*What is being asked:*
Count the lines of the data below that contain the string "field", matching case exactly, and reply with only that number.
BEGIN Records to process
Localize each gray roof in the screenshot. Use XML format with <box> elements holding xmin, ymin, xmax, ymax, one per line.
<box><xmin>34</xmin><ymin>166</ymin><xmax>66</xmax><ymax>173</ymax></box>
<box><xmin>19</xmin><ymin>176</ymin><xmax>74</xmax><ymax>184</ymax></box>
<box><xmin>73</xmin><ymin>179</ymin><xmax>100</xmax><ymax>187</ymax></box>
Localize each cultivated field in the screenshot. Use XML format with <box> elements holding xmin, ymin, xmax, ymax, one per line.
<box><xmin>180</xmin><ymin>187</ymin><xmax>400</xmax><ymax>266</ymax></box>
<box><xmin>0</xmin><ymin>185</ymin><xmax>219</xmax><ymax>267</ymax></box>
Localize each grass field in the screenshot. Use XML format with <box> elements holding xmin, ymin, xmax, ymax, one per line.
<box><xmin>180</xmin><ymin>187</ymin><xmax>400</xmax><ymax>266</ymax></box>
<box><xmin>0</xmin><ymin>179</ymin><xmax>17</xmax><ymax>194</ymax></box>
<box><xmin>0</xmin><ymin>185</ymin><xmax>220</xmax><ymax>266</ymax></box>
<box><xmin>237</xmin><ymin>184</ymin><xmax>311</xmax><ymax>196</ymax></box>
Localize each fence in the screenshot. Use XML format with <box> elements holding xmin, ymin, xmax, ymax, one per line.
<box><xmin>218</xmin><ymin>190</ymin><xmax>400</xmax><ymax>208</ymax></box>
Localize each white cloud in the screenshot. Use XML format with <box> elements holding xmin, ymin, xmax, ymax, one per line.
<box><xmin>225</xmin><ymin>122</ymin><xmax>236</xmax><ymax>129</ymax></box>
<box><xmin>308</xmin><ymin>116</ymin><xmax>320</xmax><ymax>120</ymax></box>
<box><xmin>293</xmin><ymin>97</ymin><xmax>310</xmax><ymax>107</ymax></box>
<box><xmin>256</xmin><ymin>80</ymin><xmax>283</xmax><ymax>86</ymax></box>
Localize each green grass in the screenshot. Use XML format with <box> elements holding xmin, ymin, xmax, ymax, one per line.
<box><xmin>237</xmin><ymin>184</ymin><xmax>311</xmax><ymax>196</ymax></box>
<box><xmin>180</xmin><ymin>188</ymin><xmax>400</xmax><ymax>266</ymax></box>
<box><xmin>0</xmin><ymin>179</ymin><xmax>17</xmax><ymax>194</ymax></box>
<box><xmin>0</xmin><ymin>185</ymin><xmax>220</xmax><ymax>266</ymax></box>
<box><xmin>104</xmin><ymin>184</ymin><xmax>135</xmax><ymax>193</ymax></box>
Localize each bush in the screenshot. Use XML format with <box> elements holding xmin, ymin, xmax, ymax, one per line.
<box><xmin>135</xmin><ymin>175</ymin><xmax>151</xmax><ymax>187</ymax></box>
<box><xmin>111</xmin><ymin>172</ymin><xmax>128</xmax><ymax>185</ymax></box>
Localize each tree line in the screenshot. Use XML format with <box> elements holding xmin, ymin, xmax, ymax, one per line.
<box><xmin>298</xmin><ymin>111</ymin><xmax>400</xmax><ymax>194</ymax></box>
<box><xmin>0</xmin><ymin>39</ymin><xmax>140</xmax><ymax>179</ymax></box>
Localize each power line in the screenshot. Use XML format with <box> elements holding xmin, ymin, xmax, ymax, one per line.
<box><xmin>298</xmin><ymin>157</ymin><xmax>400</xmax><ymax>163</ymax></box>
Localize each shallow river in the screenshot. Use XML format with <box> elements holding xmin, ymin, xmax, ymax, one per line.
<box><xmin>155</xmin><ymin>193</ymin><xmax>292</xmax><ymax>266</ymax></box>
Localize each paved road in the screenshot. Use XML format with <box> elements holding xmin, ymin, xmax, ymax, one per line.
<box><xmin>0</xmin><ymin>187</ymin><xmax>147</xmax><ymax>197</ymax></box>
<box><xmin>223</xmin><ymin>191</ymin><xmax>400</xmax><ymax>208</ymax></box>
END Records to process
*Expected answer:*
2